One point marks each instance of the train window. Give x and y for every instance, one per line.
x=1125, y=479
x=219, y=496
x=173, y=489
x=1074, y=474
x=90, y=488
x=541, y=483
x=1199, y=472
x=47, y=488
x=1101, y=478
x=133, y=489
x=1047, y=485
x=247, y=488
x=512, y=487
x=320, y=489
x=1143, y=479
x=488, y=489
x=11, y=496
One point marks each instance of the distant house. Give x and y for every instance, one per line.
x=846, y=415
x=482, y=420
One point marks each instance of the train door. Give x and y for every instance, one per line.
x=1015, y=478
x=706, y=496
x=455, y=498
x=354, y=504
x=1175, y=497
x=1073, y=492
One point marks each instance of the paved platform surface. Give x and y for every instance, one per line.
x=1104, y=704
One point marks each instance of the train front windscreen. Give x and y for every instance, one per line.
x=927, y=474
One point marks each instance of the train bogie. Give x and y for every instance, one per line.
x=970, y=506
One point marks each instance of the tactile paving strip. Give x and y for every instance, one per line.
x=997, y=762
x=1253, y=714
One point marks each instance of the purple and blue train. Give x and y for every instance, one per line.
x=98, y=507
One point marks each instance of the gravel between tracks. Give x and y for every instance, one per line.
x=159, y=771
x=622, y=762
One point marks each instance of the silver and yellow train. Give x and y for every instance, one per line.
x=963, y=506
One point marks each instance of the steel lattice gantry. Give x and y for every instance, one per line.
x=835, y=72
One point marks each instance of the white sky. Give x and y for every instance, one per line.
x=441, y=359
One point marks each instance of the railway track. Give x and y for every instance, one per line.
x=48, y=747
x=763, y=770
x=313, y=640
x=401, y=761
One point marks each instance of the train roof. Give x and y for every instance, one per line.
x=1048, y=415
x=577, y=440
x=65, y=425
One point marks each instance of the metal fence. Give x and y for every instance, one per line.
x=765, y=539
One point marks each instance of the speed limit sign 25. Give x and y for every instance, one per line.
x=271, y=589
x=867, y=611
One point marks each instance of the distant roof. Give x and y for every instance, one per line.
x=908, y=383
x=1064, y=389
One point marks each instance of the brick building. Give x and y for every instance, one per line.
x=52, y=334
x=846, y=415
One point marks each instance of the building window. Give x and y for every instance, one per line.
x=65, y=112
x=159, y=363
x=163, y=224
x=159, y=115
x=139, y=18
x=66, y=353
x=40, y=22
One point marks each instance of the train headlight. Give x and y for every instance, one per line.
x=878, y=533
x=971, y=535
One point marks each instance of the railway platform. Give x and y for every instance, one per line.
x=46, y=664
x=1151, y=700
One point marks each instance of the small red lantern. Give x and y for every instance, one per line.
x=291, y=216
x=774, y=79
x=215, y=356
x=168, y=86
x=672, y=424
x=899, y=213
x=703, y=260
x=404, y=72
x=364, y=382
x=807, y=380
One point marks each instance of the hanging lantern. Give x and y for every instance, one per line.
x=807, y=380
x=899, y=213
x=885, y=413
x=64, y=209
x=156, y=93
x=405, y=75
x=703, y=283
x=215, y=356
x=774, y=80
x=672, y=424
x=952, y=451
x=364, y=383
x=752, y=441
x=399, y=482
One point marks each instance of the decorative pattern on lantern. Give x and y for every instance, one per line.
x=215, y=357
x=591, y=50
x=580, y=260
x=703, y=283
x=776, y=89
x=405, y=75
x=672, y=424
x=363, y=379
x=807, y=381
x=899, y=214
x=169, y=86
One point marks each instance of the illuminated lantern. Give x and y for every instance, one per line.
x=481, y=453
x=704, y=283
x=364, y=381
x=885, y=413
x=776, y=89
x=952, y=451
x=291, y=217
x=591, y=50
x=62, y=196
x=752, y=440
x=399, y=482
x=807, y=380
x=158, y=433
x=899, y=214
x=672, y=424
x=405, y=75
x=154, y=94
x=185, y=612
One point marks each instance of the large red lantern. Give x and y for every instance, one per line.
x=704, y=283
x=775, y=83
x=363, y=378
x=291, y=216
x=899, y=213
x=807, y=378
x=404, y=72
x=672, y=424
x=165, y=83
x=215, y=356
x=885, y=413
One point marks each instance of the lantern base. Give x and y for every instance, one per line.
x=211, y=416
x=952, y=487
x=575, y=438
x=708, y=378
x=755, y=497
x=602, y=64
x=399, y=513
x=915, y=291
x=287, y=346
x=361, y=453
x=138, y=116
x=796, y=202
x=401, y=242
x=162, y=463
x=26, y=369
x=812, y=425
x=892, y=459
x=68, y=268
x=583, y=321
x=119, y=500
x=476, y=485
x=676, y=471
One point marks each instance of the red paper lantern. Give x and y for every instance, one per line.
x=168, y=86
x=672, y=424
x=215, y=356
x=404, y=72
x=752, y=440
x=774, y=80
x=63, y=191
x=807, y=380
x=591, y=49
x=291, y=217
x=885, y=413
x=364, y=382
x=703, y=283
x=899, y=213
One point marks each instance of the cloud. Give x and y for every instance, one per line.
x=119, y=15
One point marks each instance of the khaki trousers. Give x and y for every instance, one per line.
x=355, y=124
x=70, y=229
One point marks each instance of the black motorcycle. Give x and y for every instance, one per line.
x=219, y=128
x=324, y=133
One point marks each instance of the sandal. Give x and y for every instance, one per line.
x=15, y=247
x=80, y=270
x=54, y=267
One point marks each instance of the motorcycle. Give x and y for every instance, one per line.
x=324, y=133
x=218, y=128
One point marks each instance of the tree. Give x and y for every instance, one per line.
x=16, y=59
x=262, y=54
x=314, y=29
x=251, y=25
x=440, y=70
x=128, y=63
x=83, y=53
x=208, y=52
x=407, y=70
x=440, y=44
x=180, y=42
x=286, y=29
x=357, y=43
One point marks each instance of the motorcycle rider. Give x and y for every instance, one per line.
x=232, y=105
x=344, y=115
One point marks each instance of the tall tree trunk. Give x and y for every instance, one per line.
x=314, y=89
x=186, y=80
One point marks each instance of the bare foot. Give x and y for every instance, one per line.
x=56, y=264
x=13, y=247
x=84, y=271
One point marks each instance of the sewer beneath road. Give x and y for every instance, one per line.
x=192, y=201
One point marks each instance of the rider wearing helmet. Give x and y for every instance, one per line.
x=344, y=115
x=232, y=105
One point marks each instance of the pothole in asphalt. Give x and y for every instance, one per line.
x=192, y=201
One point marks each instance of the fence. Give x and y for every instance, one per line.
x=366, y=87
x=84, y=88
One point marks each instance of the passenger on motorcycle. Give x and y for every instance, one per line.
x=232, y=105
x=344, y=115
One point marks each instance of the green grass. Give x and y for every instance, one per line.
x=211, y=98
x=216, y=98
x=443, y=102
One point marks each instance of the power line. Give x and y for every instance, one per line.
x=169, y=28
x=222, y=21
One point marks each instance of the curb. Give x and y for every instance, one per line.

▶ [DESCRIPTION OF THE TASK]:
Write out exactly the lines that run from the one containing "One point marks each instance of the black" to the end of the records, both end lines included.

▶ [EXERCISE OUTPUT]:
One point marks each instance of the black motorcycle. Give x and y for every instance, one per line.
x=219, y=128
x=324, y=133
One point marks each instance of the sandal. Give x and y for every instance, one per line.
x=15, y=247
x=80, y=270
x=54, y=267
One point marks each instance of the motorcycle. Give x and y for every instance, one per line.
x=324, y=133
x=218, y=128
One point marks each instance of the tree. Give x and y for every instance, one per line.
x=16, y=59
x=262, y=54
x=314, y=29
x=251, y=25
x=440, y=70
x=128, y=63
x=83, y=53
x=208, y=52
x=407, y=70
x=440, y=44
x=180, y=42
x=286, y=29
x=357, y=43
One point marks each instance of the motorcycle rider. Give x and y for every instance, one per line.
x=232, y=105
x=344, y=115
One point marks each instance of the tall tree trunk. Give x and y for every instance, one per line.
x=314, y=89
x=186, y=80
One point marks each instance of the bare foot. Give x and y for every instance, one per line.
x=56, y=264
x=13, y=247
x=84, y=271
One point marks each instance of the sewer beneath road. Give x and y for every instance, one per line.
x=192, y=201
One point marks each instance of the rider wearing helmet. Give x and y for every instance, one per line.
x=344, y=115
x=232, y=105
One point marks each instance of the pothole in asphalt. Give x and y for every instance, one per line.
x=192, y=201
One point marks each instance of the fence. Give x and y for every instance, one per line.
x=366, y=87
x=84, y=88
One point marks each instance of the passenger on motorcycle. Give x and y for every instance, one per line.
x=232, y=105
x=344, y=115
One point marks each instance of the green grass. Give x and y for every instance, one per line.
x=211, y=98
x=216, y=98
x=443, y=102
One point marks each instance of the power line. Give x and y for every instance, one per line.
x=169, y=28
x=222, y=21
One point marks each instance of the curb. Give x and y for every instance, one per line.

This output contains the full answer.